■ **Exercise**
Reproduce the data below verbatim, keeping every line and character unchanged.

====

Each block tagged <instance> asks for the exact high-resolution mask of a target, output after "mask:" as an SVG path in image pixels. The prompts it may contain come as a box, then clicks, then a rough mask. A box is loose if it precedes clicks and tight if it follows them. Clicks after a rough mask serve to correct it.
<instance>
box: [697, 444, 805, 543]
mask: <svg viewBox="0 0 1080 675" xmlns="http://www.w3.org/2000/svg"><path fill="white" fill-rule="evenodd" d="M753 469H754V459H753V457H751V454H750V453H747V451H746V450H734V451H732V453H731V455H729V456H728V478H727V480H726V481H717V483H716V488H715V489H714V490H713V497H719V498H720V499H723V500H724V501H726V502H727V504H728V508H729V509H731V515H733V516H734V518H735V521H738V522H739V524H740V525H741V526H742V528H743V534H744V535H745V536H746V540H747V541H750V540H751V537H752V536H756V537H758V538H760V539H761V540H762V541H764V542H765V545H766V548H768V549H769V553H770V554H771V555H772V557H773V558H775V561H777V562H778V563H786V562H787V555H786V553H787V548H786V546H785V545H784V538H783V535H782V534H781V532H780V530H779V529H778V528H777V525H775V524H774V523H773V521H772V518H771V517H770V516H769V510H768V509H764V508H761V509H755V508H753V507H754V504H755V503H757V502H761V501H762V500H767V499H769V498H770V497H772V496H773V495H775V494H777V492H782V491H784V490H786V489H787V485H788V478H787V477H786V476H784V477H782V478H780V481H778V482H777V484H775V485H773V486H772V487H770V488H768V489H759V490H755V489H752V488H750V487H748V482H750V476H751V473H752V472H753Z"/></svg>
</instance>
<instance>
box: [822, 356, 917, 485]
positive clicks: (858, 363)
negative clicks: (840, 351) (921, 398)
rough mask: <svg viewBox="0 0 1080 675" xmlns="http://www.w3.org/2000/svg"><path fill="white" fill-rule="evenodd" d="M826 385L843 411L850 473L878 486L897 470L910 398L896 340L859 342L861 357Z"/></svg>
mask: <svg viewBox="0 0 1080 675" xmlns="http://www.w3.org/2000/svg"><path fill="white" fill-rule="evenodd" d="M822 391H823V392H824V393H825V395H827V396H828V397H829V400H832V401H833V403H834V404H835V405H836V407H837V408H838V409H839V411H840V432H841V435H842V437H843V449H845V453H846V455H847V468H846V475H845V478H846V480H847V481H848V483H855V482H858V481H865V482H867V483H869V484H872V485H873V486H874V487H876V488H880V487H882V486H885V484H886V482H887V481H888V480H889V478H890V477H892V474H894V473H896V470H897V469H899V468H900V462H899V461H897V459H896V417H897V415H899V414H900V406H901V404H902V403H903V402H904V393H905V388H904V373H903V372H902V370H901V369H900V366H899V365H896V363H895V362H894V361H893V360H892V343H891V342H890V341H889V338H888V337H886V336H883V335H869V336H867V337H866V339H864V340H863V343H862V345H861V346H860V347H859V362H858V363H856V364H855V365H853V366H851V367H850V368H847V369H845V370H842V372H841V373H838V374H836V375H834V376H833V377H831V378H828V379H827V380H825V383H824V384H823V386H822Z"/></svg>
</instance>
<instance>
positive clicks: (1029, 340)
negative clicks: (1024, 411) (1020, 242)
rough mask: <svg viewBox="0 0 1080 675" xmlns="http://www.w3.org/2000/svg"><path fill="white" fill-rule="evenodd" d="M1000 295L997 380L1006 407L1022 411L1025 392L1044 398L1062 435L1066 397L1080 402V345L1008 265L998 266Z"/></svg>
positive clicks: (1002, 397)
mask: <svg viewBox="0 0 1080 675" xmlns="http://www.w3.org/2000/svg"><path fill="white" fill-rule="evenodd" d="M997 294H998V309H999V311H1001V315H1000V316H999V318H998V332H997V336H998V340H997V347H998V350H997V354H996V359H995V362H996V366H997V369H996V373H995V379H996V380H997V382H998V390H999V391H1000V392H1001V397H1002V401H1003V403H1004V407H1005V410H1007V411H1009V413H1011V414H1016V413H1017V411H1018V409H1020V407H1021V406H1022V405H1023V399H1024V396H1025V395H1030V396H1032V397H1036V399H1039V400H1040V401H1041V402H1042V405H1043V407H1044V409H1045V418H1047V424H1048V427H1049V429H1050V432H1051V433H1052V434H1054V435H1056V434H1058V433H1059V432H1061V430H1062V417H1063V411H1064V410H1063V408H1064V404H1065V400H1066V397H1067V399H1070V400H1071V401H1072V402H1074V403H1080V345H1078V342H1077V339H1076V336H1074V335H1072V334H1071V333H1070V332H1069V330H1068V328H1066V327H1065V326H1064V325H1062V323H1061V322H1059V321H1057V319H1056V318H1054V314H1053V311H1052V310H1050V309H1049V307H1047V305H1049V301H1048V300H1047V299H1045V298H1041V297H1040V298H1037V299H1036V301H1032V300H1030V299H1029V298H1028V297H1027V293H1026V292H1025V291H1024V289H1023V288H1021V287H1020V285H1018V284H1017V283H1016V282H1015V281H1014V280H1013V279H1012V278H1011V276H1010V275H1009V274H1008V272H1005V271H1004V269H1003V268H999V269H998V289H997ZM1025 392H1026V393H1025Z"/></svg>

====

■ **Task result**
Each block tagged <instance> asks for the exact high-resolution mask of a target, output after "mask:" as an SVG path in image pixels. The prompts it may contain come as a box, then clicks, then a rough mask. A box is loose if it precedes clicks and tight if it follows them. Clicks after a rough mask serve to correct it.
<instance>
box: [697, 444, 805, 543]
mask: <svg viewBox="0 0 1080 675" xmlns="http://www.w3.org/2000/svg"><path fill="white" fill-rule="evenodd" d="M753 469H754V459H753V457H751V454H750V453H747V451H746V450H734V451H732V453H731V455H729V456H728V478H727V480H726V481H717V483H716V488H715V489H714V490H713V497H719V498H720V499H723V500H724V501H726V502H727V504H728V508H729V509H731V515H733V516H734V518H735V521H738V522H739V524H740V525H741V526H742V528H743V534H744V535H745V536H746V540H747V541H750V540H751V537H752V536H756V537H758V538H760V539H761V540H762V541H764V542H765V545H766V548H768V549H769V553H770V554H771V555H772V557H773V558H775V561H777V562H778V563H786V562H787V555H786V553H787V548H786V546H785V545H784V538H783V535H782V534H781V532H780V530H779V529H778V528H777V525H775V524H774V523H773V521H772V518H771V517H770V516H769V510H768V509H764V508H761V509H755V508H753V507H754V504H755V503H757V502H761V501H762V500H767V499H769V498H770V497H772V496H773V495H775V494H777V492H782V491H784V490H786V489H787V485H788V478H787V477H786V476H784V477H782V478H780V481H778V482H777V484H775V485H773V486H772V487H770V488H768V489H759V490H755V489H752V488H750V487H748V482H750V476H751V473H752V472H753Z"/></svg>
</instance>
<instance>
box: [822, 356, 917, 485]
positive clicks: (858, 363)
negative clicks: (840, 351) (921, 398)
rough mask: <svg viewBox="0 0 1080 675" xmlns="http://www.w3.org/2000/svg"><path fill="white" fill-rule="evenodd" d="M826 385L843 411L850 473L878 486L897 470L910 398L896 340L859 342L861 357Z"/></svg>
mask: <svg viewBox="0 0 1080 675" xmlns="http://www.w3.org/2000/svg"><path fill="white" fill-rule="evenodd" d="M822 391H823V392H824V393H825V395H827V396H828V397H829V400H832V401H833V403H834V404H835V405H836V407H837V408H838V409H839V411H840V432H841V435H842V437H843V449H845V453H846V455H847V468H846V475H845V478H846V480H847V481H848V483H855V482H858V481H865V482H867V483H869V484H872V485H873V486H874V487H876V488H880V487H882V486H885V484H886V482H887V481H888V480H889V478H890V477H892V474H894V473H896V470H897V469H899V468H900V462H899V461H897V459H896V417H897V415H899V414H900V406H901V404H902V403H903V402H904V393H905V388H904V373H903V372H902V370H901V369H900V366H899V365H896V363H895V362H894V361H893V360H892V343H891V342H890V341H889V338H888V337H886V336H883V335H869V336H867V337H866V339H864V340H863V343H862V345H861V346H860V347H859V362H858V363H856V364H855V365H853V366H851V367H850V368H847V369H845V370H842V372H841V373H838V374H836V375H834V376H833V377H831V378H828V379H827V380H825V383H824V384H823V386H822Z"/></svg>
</instance>
<instance>
positive clicks: (1029, 340)
negative clicks: (1024, 411) (1020, 242)
rough mask: <svg viewBox="0 0 1080 675" xmlns="http://www.w3.org/2000/svg"><path fill="white" fill-rule="evenodd" d="M1000 295L997 380L1006 407L1022 411L1025 392L1044 398L1062 435L1066 397L1080 402V345L1008 265L998 266Z"/></svg>
positive clicks: (1002, 397)
mask: <svg viewBox="0 0 1080 675" xmlns="http://www.w3.org/2000/svg"><path fill="white" fill-rule="evenodd" d="M997 294H998V309H999V311H1001V315H1000V316H999V318H998V332H997V336H998V340H997V347H998V350H997V354H996V359H995V362H996V366H997V369H996V373H995V379H996V380H997V382H998V390H999V391H1000V392H1001V397H1002V401H1003V403H1004V407H1005V410H1007V411H1009V413H1011V414H1016V413H1017V411H1018V409H1020V407H1021V406H1022V405H1023V399H1024V396H1025V395H1030V396H1032V397H1036V399H1039V400H1040V401H1041V402H1042V405H1043V407H1044V409H1045V418H1047V424H1048V427H1049V429H1050V432H1051V433H1052V434H1054V435H1056V434H1058V433H1059V432H1061V430H1062V417H1063V411H1064V410H1063V408H1064V404H1065V400H1066V397H1067V399H1070V400H1071V401H1072V402H1074V403H1080V345H1078V342H1077V339H1076V336H1074V335H1072V334H1071V333H1070V332H1069V330H1068V328H1066V327H1065V326H1064V325H1062V323H1061V322H1059V321H1057V319H1056V318H1054V314H1053V311H1052V310H1050V309H1049V307H1047V305H1049V301H1048V300H1047V299H1045V298H1041V297H1040V298H1037V299H1036V301H1032V300H1030V299H1029V298H1028V297H1027V293H1026V292H1025V291H1024V289H1023V288H1021V287H1020V285H1018V284H1017V283H1016V282H1015V281H1014V280H1013V279H1012V278H1011V276H1010V275H1009V274H1008V272H1005V271H1004V269H1003V268H999V269H998V289H997ZM1025 392H1026V393H1025Z"/></svg>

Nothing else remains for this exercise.